··· Bloco de texto

Já estamos acostumados a nem mesmo questionar a visão histórica que privilegia o ponto de vista dos vencedores, relegando a perspectiva dos vencidos a um segundo plano. Digo isso, porque não quero pintar um quadro no qual os japoneses apareçam somente como vítimas, mas o fato é que as narrativas que mostram as agruras do povo da terra do sol nascente são escassas. Exemplo: as bombas atômicas disparadas sobre Hiroshima e Nagasaki são tema praticamente inexplorado, especialmente em relação ao número de filmes e documentários dedicados à Guerra do Vietnã e outros eventos trágicos, como o holocausto do povo judeu. 

Como Ayako foi produzido em 1972-3, talvez nem mesmo Tezuka tenha tido as manhas de colocar o dedo nas feridas – ainda – abertas pelo ataque nuclear norte-americano de 1945. Mas isso não significa que ele tenha deixado de abordar outros assuntos espinhosos, que teimam em não ser mencionados, como o fato de que o Japão tenha virado uma espécie de “Estado Vassalo” dos EUA.

De forma discreta, mas incisiva, Tezuka dá diversas alfinetadas na maneira pela qual os americanos em particular e a comunidade internacional em geral trataram os japoneses vencidos. A crítica às medidas empurradas goela abaixo, como a reforma agrária, mostram que foi preciso paciência oriental para suportar a política do General MacArthur, militar norte-americano que derrotou e, em seguida, comandou o Japão. Outro fato que não passou foi despercebido foram os tribunais internacionais que julgaram os crimes cometidos pelo Japão durante o segundo conflito mundial. Para Tezuka, nessas cortes de exceção ocorreram flagrantes arbitrariedades, evidenciadas pelo fato de que os argumentos dos advogados de defesa foram solenemente ignorados. 

A história do gibi começa com o retorno ao Japão do prisioneiro de guerra Jiro Tenge, um dos filhos do patriarca Sakuemon, após o término das hostilidades. Refeito o vínculo familiar, Jiro rapidamente se dá conta que a volta para casa nem sempre é uma benção. Seu pai é um devasso, seu irmão não é flor que se cheire e ninguém consegue explicar a origem de Ayako, sua irmã mais nova. E o próprio Jiro traz consigo um segredo que mudará os rumos da trama. Desde as primeiras páginas o clima de mistério é quase tangível. Somos apresentados a uma gama de personagens e situações tão inusitados quanto imprevisíveis. Tudo isso pontuado por incríveis cenas de contemplação da natureza, que servem como momentos de respiro para a trama frenética, teimosa em descansar. 

Protótipo da família feliz. #sqn

Já virou clichê falar sobre protagonistas anti-heróis, mas Jiro é um caso à parte. Ele pega bem mais pesado que os costumeiros personagens desse tipo, chegando a um novo patamar de mau-caratismo, característica presente em boa parte do elenco desta HQ. Como consequência, o gibi é profícuo em situações repugnantes que atentam contra o bom gosto da tradicional família brasileira. Por isso, para mim, Ayako representa uma espécie de maioridade de Tezuka, que se permitiu publicar perversões e cenas indigestas que incluem violência contra a mulher, incesto e maus-tratos contra crianças.

······
··· Dados extraídos

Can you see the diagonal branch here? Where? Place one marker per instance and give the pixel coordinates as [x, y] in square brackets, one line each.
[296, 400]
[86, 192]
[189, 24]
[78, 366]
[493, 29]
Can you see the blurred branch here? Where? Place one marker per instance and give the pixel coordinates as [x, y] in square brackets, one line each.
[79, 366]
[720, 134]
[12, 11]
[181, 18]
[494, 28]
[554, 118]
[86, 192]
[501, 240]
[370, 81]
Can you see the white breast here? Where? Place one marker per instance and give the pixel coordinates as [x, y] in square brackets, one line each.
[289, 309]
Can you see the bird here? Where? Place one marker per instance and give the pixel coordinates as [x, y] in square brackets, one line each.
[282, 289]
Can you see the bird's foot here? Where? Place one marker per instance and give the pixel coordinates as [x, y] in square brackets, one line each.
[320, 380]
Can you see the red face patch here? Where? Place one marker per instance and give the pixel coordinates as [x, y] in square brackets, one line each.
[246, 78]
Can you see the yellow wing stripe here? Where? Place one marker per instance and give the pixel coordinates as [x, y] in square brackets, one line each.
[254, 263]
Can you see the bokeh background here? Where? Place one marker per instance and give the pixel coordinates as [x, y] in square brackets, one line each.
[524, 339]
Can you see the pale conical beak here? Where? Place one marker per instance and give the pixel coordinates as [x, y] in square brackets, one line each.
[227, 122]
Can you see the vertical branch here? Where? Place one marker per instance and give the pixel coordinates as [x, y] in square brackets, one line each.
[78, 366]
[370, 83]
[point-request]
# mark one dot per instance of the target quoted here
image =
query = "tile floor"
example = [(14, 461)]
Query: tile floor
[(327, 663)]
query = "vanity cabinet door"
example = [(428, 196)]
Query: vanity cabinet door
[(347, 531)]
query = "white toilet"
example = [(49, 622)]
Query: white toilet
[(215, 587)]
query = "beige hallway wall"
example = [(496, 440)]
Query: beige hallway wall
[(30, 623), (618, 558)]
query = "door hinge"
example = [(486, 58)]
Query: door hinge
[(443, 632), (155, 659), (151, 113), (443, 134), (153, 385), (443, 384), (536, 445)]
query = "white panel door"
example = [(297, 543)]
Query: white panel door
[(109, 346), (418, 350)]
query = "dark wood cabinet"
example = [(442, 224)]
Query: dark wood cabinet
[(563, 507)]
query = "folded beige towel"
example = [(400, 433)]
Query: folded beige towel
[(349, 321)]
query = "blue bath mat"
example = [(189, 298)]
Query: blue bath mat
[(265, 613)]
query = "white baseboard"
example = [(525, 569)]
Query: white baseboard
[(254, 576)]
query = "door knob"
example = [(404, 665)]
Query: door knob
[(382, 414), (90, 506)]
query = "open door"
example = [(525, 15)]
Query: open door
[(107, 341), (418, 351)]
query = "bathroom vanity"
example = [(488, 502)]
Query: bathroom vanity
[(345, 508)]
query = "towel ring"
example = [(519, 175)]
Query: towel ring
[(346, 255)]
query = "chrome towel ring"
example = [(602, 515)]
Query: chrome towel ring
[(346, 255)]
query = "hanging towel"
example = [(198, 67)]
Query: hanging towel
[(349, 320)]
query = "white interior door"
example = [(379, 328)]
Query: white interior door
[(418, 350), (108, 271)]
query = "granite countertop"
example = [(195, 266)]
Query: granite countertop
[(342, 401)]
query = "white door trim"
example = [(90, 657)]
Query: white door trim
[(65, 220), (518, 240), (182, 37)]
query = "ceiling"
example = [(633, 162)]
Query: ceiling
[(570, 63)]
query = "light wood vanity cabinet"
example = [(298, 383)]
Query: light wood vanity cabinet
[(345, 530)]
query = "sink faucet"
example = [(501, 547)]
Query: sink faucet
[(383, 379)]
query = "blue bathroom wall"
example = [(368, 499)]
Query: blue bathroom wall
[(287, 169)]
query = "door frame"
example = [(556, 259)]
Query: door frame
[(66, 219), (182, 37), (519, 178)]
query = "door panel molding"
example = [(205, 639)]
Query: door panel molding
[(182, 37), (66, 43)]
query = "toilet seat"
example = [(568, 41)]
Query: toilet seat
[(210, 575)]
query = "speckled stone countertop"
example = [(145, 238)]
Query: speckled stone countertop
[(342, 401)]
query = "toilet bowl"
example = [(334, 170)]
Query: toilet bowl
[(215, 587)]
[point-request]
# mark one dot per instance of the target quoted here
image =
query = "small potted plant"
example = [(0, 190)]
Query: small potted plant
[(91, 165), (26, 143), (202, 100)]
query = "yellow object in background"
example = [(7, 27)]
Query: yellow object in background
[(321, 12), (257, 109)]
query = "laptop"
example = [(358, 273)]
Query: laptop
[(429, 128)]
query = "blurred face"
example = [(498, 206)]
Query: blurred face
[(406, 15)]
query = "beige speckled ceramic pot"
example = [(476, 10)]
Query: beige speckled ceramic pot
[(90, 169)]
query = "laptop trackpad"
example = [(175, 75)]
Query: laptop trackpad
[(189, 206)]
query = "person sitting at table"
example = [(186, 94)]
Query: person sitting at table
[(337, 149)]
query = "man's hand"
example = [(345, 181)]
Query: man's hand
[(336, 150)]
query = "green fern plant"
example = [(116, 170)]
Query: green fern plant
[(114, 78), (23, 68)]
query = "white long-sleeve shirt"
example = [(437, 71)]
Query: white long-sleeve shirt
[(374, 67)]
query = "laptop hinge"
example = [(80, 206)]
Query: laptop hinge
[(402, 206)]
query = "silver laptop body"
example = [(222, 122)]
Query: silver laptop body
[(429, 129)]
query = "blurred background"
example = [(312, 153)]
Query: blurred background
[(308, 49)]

······

§ **O que se pede**
Por favor, prossiga o texto sobre o mangá Ayako, de Tezuka, a partir do ponto em que ele termina.

§ **Resultado da tarefa**
Temas que, certamente, não serão vistos na próxima edição do Cebolinha.  A crueldade e a crueza de algumas partes do gibi remetem a uma linha de pensamento sobre a qual passei a refletir depois de perceber alguns traços comuns em obras de autores japoneses, tanto no cinema (Ringu), como na literatura (1Q84). Cheguei à conclusão que, na ficção nipônica, o sadismo do agressor é potencializado pela crença de que o sofrimento da vítima é determinado pelo destino, não podendo ser, portanto, evitado. Isso faz com que as cenas de tortura e violência sejam muito mais intensas que aquelas presentes nos similares ocidentais, chegando a níveis quase insuportáveis. E Ayako não foge à regra. É Made in Japan, com muito orgulho.  

Cena presente no mangá e que ainda acontece na vida real.

Ayako traz uma pungente reflexão sobre os impactos da ocupação norte-americana no Japão pós II Guerra, sem medo de expor feridas ainda não completamente cicatrizadas na sociedade japonesa contemporânea. E o clã Tenge, que nunca foi sinônimo de estabilidade, é rapidamente tragado pelo inexorável vendaval de mudança anunciado pelos novos tempos. Os membros da família, contagiados pelo clima de “salve-se quem puder” tomam decisões egoístas cujos resultados recairão sobre Ayako, a pessoa mais indefesa daquele núcleo. Em Ayako, Tezuka tece uma teia de relações conflituosas habitada por pessoas sedentas por poder e dinheiro, que passarão por cima de qualquer escrúpulo ou sentimento de compaixão para atingir seus objetivos sórdidos. E é esse ambiente de devassidão e amoralidade que servirá como o playground para a disseminação de perversões e fantasias latentes. Em Ayako, Tezuka mostrou que os quadrinhos também poderiam alcançar a maioridade e se mudar da casa dos pais, indo para bem longe do Bairro do Limoeiro.  

A edição nacional de Ayako é extremamente bem cuidada, com inúmeras notas de rodapé. Traz, pela primeira vez no Ocidente, os dois desfechos para a saga imaginados por Tezuka. Coisa fina.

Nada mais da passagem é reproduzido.